TASK DATA ->
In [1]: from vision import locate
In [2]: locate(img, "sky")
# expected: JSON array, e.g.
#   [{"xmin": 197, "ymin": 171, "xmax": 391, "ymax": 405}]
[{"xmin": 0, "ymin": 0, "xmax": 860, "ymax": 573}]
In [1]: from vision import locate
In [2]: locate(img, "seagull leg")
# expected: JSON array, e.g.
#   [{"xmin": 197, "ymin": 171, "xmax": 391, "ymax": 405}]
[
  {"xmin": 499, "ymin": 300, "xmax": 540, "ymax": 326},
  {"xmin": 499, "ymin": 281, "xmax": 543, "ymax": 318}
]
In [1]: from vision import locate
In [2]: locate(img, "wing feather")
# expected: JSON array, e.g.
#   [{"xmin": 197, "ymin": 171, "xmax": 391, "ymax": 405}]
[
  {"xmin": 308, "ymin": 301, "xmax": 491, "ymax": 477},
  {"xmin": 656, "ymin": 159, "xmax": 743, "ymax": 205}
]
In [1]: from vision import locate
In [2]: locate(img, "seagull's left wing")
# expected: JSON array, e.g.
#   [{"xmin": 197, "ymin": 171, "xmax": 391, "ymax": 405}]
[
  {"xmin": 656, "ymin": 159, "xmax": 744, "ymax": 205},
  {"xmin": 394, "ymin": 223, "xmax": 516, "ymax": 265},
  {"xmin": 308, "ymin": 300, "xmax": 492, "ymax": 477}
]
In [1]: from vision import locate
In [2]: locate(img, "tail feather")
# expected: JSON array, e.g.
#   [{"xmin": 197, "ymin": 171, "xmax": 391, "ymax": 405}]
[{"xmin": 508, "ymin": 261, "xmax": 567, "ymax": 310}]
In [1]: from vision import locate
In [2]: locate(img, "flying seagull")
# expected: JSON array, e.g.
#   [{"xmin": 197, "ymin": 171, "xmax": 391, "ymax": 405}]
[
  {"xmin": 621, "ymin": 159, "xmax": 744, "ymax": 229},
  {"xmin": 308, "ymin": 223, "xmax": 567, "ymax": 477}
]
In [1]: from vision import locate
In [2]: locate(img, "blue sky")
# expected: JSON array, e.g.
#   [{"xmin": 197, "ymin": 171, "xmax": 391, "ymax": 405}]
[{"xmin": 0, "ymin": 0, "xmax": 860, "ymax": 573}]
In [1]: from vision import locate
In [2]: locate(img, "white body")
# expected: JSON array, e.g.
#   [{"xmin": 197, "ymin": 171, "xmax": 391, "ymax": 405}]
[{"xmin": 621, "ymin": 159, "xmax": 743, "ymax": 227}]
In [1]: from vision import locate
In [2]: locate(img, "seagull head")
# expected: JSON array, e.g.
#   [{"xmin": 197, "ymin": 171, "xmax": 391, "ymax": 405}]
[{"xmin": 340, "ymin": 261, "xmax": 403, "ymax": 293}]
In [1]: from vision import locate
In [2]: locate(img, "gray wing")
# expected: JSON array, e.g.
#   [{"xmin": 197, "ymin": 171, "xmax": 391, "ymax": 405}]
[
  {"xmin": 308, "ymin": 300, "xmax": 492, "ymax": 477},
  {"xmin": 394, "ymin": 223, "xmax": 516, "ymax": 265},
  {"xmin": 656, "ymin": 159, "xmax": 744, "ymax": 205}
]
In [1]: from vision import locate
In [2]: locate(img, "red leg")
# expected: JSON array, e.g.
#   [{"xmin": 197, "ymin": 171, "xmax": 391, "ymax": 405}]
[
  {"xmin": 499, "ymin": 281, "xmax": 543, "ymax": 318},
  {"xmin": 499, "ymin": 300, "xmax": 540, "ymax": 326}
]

SHORT PROBLEM -> Report, in full, each line of the records above that contains the word "wing".

COMPLETE OUTPUT ->
In [2]: locate(img, "wing feather")
In [2]: locate(img, "seagull's left wing")
In [2]: locate(img, "gray wing")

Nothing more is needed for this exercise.